I rise to speak to clauses 132 to 136, which make various changes to the climate change levy, and to amendment 183, which stands in my name and those of my hon. Friends the Members for Hayes and Harlington (John McDonnell), for Feltham and Heston (Seema Malhotra), for Wolverhampton South West (Rob Marris) and for Leeds East (Richard Burgon).

Clause 132 relates to the removal of the exemption for electricity from renewable sources. Since the climate change levy’s inception in 2001, electricity from renewable sources has been exempt when supplied under a renewable source contract agreed between an energy supplier and its customer. In Budget 2015, the Chancellor announced that that exemption for renewable electricity would be removed from 1 August 2015 and that there would be a

“transitional period for suppliers...to claim the CCL exemption on any renewable electricity that was generated before that date.”

Following an informal consultation, which received 18 responses, the Government announced that the transitional period would end on 31 March 2018, legislated for in this Finance Bill.

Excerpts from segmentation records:
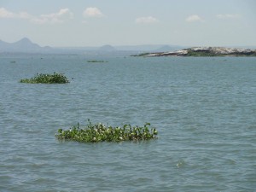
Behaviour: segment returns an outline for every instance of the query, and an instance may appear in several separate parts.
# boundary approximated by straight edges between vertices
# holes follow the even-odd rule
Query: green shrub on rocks
[[[67,84],[69,83],[67,78],[61,73],[54,73],[53,74],[37,73],[32,79],[23,79],[20,83],[26,84]]]
[[[155,138],[157,131],[150,128],[150,124],[146,123],[144,126],[131,126],[125,125],[122,127],[113,127],[98,123],[93,125],[90,119],[89,124],[81,127],[79,123],[69,130],[59,129],[55,134],[59,140],[70,140],[80,143],[96,142],[122,142],[140,141]]]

Task requirements
Can you reproduce verbatim the part of the climate change levy speech that opens with the words "Following an informal" and closes with "this Finance Bill."?

Written response
Following an informal consultation, which received 18 responses, the Government announced that the transitional period would end on 31 March 2018, legislated for in this Finance Bill.